Tuesday, November 21, 2006

Happy Feet

A while back, my family bought the DVD of "March of the Penguins." There was a movie trailer on there that just instantly captivated us, of a computer-animated baby penguin tap-dancing to Stevie Wonder. It was just a marvelous bit of animation, full of joy and charm. Most trailers on DVD, you're anxious to skip over so you can watch the movie. This one, we rewatched something like three times, and when the feature was over, we went back and watched it again. It was that cool. And of course, as soon as it was over, we were all saying that we couldn't wait to see the whole movie.

Well, on Sunday, we did. And I wish I could say that "Happy Feet" lived up to the promise of that brief teaser, but alas, it does not. Or maybe it does, depending on your politics.

Let's put it this way: if you voted for Al Gore in 2000, you're a lot more likely to overlook this film's shortcomings than if you voted for Bush.

Or I could quote the Village Voice review by Jordan Harper:
And even the wee ones may start to notice something's amiss when the movie's theme goes from "be yourself" to "we must regulate the overfishing of the Antarctic oceans." No, for real.
The thing is, technically, the movie's marvelous. The animation is amazing. And the musical numbers are awesome, combining hooky, infectious medleys of pop songs with terrific motion-captured dancing moves. But sometimes the film has to really give an artificial heave to make the plot do what it wants (like the number in which, instead of singing a duet with his love interest, Mumble taps a counterpoint to her voice instead - it gets pretty good toward the end, but it's clunky and forced at the start).

And after the movie has already kind of exhausted your suspension-of-disbelief muscles, it then sprains them altogether by veering from a Hollywood-standard self-esteem theme into trendy enviro-preaching. My eyes hurt from rolling them so much in the last fifteen minutes of the fim.

If my daughter has her way, we'll probably end up buying the DVD, but I have to say, the Pixar films do a much better job of integrating adult themes painlessly into an ostensibly children's entertainment. I would have preferred more dancing and less preaching.
+===+
What is expected:
Echo the part of the "Happy Feet" review between "A while back, my" and "on your politics.", inclusive. You won't need the data that follows the review.
+===+
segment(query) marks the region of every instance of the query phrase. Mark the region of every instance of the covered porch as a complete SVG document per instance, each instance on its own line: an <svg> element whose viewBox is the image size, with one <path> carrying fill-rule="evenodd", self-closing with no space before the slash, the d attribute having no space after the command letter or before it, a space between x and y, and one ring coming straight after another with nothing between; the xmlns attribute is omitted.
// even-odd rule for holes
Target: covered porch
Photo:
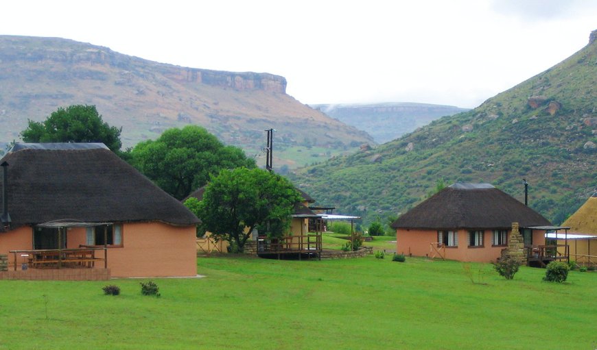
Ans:
<svg viewBox="0 0 597 350"><path fill-rule="evenodd" d="M32 227L32 249L8 250L7 260L12 268L0 278L17 279L107 279L108 232L112 223L82 222L62 219ZM69 238L69 233L75 236ZM92 234L92 245L86 236ZM96 233L103 246L95 245ZM68 242L68 244L67 244ZM11 256L12 255L12 256ZM75 270L81 271L75 272ZM87 271L83 272L84 270ZM100 271L101 270L101 271ZM62 272L60 272L62 271ZM8 272L10 273L6 274ZM7 277L8 276L8 277Z"/></svg>

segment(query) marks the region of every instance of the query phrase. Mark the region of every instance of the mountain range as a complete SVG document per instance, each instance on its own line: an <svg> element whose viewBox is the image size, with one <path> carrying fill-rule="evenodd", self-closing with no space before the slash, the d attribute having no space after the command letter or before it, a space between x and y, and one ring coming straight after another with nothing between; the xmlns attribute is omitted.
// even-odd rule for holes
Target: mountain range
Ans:
<svg viewBox="0 0 597 350"><path fill-rule="evenodd" d="M453 105L389 102L374 104L309 105L340 121L367 132L377 143L395 140L441 116L469 110Z"/></svg>
<svg viewBox="0 0 597 350"><path fill-rule="evenodd" d="M366 223L457 182L491 183L522 201L525 179L529 205L558 224L597 189L596 86L597 31L569 58L473 110L292 178L318 204Z"/></svg>
<svg viewBox="0 0 597 350"><path fill-rule="evenodd" d="M272 74L182 67L67 39L0 36L0 141L19 139L27 119L86 104L122 127L124 147L197 124L259 157L264 130L274 129L274 165L294 167L375 143L286 94L286 84Z"/></svg>

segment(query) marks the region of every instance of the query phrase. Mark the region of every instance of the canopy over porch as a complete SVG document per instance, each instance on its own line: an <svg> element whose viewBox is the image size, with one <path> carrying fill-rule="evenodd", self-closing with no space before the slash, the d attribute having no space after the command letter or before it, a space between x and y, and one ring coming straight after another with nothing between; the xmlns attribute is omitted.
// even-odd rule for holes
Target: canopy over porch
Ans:
<svg viewBox="0 0 597 350"><path fill-rule="evenodd" d="M36 227L56 229L57 249L33 249L9 251L14 255L14 271L18 264L17 255L26 258L22 269L30 266L34 268L95 266L95 262L104 261L104 268L108 268L108 247L106 242L108 227L114 225L108 222L86 222L75 219L65 218L54 220L34 225ZM67 249L65 247L67 230L72 227L95 227L104 226L104 247L80 246L79 248ZM104 257L95 256L96 251L104 251Z"/></svg>

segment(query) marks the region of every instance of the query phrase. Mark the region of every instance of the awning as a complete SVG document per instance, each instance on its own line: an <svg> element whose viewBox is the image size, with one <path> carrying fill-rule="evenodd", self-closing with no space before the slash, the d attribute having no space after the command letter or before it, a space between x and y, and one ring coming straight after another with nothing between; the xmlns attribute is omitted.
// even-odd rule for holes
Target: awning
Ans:
<svg viewBox="0 0 597 350"><path fill-rule="evenodd" d="M555 239L569 239L569 240L586 240L590 238L597 238L597 235L595 234L557 234L550 233L546 235L548 238Z"/></svg>
<svg viewBox="0 0 597 350"><path fill-rule="evenodd" d="M92 226L103 226L113 225L113 223L89 223L71 218L54 220L36 225L38 227L62 228L62 227L88 227Z"/></svg>
<svg viewBox="0 0 597 350"><path fill-rule="evenodd" d="M567 227L565 226L529 226L528 227L523 227L527 229L543 229L545 231L558 231L560 229L570 229L570 227Z"/></svg>
<svg viewBox="0 0 597 350"><path fill-rule="evenodd" d="M338 215L336 214L320 214L318 215L324 220L354 220L361 218L360 216L352 216L350 215Z"/></svg>

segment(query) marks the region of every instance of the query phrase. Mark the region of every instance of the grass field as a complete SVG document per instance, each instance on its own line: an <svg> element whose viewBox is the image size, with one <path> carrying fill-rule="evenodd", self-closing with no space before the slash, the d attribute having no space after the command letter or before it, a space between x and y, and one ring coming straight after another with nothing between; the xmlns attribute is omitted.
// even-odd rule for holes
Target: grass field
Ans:
<svg viewBox="0 0 597 350"><path fill-rule="evenodd" d="M467 272L469 271L469 272ZM199 279L0 281L0 349L587 349L597 273L408 258L199 258ZM471 280L472 279L472 280ZM473 283L474 282L474 283Z"/></svg>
+===+
Answer to the exercise:
A while back, my family bought the DVD of "March of the Penguins." There was a movie trailer on there that just instantly captivated us, of a computer-animated baby penguin tap-dancing to Stevie Wonder. It was just a marvelous bit of animation, full of joy and charm. Most trailers on DVD, you're anxious to skip over so you can watch the movie. This one, we rewatched something like three times, and when the feature was over, we went back and watched it again. It was that cool. And of course, as soon as it was over, we were all saying that we couldn't wait to see the whole movie.

Well, on Sunday, we did. And I wish I could say that "Happy Feet" lived up to the promise of that brief teaser, but alas, it does not. Or maybe it does, depending on your politics.